┌──

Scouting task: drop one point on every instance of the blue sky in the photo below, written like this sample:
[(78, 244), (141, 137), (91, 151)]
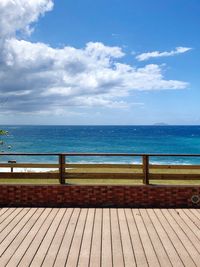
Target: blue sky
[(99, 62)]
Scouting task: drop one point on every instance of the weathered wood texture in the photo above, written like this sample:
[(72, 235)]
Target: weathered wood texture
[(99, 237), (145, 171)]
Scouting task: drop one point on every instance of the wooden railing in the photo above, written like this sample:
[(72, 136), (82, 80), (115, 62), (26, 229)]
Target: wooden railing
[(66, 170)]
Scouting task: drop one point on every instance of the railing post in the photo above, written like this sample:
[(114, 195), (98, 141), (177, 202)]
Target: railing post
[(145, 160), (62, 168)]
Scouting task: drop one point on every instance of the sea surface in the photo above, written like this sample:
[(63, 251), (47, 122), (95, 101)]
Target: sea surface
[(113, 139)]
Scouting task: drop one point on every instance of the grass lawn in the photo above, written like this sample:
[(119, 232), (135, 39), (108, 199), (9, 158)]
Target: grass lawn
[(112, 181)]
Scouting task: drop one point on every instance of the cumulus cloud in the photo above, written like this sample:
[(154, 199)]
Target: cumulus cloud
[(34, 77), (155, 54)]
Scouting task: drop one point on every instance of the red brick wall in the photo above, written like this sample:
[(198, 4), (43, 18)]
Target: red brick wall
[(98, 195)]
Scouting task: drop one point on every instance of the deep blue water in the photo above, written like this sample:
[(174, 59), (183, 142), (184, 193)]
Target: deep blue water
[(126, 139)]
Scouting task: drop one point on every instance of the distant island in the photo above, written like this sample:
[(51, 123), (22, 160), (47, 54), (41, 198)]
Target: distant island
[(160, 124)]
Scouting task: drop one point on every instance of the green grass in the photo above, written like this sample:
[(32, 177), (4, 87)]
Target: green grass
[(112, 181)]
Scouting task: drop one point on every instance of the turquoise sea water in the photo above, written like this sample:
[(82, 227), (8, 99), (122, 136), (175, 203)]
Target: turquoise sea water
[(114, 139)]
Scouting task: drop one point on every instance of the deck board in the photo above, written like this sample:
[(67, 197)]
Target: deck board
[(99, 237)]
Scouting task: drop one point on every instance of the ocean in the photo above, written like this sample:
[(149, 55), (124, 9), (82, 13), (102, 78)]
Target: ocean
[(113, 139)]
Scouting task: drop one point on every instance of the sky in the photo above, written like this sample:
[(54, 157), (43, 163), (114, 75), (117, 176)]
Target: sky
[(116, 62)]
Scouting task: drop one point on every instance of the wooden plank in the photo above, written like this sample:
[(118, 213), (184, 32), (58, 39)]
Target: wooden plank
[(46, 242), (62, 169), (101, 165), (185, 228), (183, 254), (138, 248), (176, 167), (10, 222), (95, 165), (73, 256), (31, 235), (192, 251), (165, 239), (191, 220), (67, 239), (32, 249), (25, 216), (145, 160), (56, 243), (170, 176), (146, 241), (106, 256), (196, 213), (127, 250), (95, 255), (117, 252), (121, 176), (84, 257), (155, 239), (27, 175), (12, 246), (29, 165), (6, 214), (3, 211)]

└──
┌──

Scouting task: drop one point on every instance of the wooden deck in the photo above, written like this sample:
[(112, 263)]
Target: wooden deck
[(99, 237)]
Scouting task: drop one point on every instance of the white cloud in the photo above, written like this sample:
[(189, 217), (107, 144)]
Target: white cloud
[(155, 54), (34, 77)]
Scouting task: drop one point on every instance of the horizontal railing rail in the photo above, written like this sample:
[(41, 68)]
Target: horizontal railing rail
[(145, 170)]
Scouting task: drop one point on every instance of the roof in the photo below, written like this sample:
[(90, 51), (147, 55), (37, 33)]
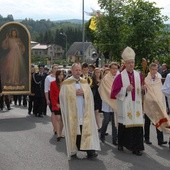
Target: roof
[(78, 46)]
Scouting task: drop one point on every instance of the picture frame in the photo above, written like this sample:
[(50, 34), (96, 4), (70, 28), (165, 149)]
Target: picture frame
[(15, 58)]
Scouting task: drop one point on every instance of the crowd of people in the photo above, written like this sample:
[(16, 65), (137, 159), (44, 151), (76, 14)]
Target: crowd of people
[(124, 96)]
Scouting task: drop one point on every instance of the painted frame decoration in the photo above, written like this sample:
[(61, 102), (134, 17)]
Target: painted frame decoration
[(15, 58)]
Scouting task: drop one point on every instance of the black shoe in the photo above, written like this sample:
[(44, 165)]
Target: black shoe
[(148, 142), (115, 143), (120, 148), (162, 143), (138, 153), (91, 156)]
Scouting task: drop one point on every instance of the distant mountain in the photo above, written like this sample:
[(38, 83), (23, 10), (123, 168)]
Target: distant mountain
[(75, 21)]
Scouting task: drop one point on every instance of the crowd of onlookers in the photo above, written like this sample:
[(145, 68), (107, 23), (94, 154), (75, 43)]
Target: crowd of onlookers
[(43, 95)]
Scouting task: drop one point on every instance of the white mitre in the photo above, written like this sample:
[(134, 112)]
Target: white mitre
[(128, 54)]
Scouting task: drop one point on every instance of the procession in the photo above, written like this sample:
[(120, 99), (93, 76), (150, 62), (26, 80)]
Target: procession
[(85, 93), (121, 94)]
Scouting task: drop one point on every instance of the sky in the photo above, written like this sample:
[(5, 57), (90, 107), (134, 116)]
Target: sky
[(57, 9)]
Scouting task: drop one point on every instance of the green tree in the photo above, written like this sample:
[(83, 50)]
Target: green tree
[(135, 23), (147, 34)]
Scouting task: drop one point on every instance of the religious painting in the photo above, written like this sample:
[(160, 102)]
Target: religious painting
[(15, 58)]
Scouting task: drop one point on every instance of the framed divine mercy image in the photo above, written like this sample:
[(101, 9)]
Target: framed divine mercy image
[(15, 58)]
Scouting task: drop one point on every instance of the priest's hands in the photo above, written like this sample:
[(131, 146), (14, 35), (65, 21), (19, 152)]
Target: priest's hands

└──
┌──

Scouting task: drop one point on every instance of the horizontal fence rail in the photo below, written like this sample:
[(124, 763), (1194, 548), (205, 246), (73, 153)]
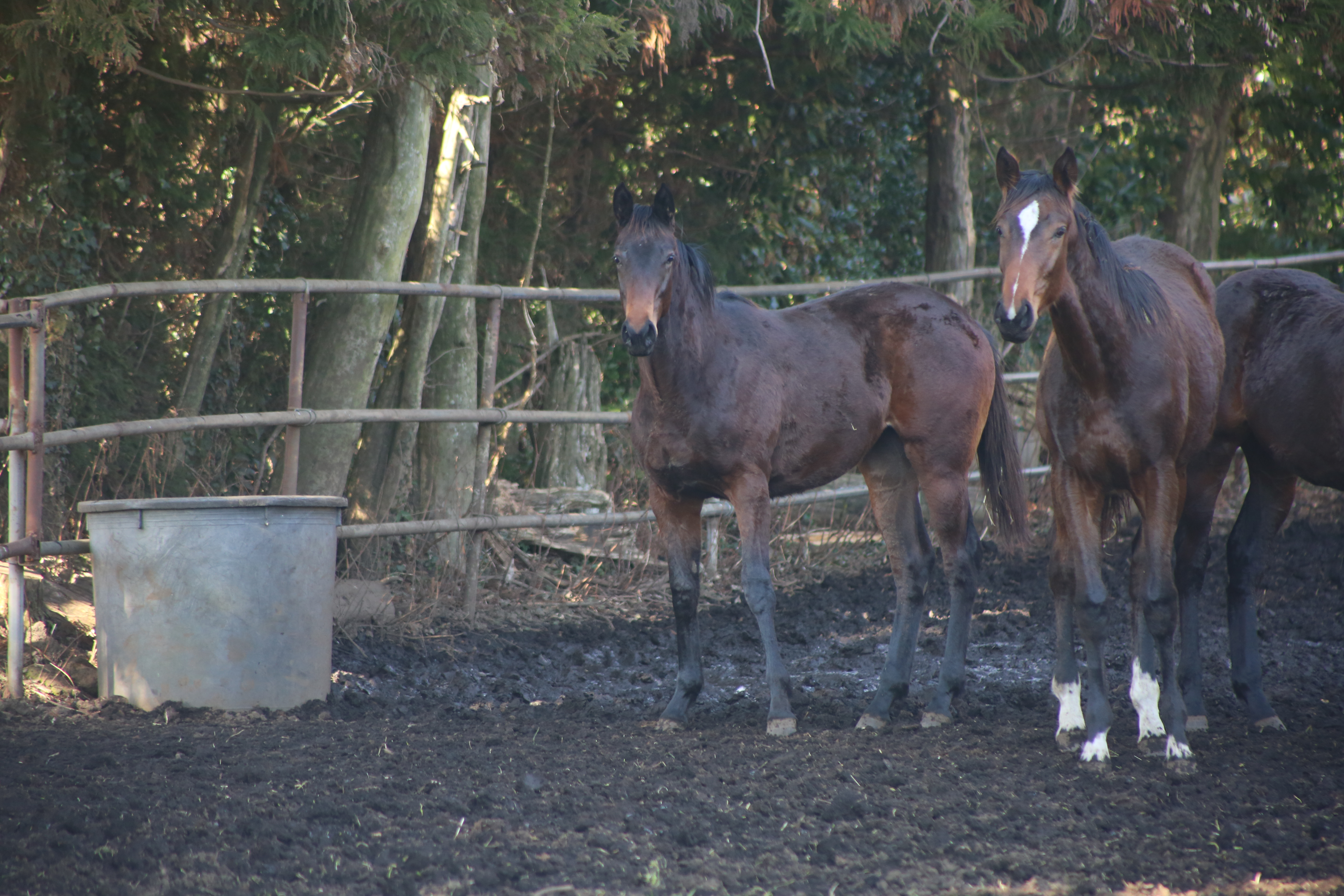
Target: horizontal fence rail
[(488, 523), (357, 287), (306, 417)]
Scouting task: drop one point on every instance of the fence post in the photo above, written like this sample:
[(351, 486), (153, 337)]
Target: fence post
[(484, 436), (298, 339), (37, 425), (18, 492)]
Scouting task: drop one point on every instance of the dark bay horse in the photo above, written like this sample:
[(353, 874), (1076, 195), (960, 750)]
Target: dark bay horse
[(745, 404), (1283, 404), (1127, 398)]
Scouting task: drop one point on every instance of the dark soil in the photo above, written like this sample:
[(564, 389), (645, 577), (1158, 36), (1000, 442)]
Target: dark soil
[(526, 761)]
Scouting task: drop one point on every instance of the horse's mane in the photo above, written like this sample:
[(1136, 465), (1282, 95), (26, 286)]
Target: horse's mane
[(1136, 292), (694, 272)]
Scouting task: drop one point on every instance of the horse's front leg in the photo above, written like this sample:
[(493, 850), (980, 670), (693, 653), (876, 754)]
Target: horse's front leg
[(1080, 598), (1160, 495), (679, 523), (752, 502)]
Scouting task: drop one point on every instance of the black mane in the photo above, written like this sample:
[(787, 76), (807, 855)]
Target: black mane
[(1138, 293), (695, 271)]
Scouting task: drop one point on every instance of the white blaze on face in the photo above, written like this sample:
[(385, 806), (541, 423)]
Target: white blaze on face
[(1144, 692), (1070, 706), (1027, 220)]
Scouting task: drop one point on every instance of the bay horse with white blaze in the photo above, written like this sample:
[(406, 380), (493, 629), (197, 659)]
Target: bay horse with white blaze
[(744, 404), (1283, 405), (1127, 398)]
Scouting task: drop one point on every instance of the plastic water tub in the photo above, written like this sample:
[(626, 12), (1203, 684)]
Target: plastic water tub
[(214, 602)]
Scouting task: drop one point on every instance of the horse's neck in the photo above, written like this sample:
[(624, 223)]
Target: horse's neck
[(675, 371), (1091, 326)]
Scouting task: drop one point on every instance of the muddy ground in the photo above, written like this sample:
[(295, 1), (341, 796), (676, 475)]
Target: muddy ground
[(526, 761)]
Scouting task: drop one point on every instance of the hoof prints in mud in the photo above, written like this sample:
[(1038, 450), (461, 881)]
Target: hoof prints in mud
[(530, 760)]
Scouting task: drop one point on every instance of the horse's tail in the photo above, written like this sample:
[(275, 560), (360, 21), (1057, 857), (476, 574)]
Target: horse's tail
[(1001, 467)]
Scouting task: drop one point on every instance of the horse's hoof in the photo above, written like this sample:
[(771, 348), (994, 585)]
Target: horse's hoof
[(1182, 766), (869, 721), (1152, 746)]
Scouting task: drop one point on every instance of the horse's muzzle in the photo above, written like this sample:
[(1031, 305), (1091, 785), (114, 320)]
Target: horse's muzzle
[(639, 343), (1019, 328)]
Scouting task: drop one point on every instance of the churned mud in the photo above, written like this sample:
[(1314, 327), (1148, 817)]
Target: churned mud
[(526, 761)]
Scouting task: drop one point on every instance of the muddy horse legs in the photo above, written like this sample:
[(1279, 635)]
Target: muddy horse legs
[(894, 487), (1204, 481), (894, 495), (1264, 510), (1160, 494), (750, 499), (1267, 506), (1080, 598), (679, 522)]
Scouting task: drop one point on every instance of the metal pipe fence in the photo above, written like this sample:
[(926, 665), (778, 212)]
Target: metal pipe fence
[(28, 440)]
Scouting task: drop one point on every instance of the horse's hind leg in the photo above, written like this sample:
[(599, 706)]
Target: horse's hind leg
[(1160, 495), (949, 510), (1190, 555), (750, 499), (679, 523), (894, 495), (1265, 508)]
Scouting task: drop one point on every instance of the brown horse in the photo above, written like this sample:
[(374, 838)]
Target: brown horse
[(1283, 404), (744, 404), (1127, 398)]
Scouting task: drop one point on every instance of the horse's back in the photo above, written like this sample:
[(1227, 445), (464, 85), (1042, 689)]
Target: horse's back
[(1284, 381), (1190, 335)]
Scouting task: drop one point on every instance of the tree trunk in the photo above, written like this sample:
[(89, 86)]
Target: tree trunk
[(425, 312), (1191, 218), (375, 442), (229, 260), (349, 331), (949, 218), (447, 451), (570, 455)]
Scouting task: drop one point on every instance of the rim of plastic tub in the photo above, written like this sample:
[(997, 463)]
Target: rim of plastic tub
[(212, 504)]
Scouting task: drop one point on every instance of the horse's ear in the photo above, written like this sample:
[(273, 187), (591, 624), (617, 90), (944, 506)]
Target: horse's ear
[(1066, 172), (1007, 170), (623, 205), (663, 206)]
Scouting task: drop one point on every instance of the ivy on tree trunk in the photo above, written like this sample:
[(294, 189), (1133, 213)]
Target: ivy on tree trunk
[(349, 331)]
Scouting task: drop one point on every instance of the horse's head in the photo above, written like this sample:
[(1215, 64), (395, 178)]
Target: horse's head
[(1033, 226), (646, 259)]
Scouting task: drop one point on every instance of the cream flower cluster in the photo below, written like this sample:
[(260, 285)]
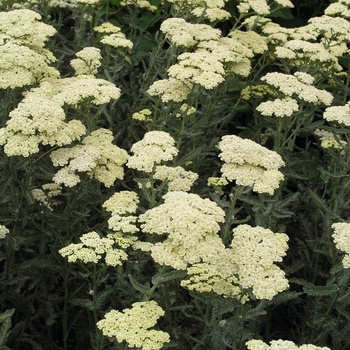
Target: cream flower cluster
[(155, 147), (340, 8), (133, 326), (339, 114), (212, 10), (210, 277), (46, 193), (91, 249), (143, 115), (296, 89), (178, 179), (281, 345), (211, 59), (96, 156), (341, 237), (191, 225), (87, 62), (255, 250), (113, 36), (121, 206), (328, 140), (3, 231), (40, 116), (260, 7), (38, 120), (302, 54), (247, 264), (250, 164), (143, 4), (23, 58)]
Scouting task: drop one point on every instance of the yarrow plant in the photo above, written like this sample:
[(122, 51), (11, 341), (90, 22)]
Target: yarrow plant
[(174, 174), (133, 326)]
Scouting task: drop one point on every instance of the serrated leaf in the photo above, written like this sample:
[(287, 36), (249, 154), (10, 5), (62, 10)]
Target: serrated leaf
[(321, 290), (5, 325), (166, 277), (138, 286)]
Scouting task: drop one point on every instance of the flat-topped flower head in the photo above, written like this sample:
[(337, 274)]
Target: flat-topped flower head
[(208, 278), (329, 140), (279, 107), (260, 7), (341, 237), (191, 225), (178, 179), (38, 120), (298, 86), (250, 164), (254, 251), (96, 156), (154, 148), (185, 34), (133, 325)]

└──

Do this » Return each line of the material above that contains the word "image", copied unchanged.

The completed task »
Scouting task: drop one point on every instance of the framed divine mercy image in the photo above, written like this sample:
Target: framed divine mercy image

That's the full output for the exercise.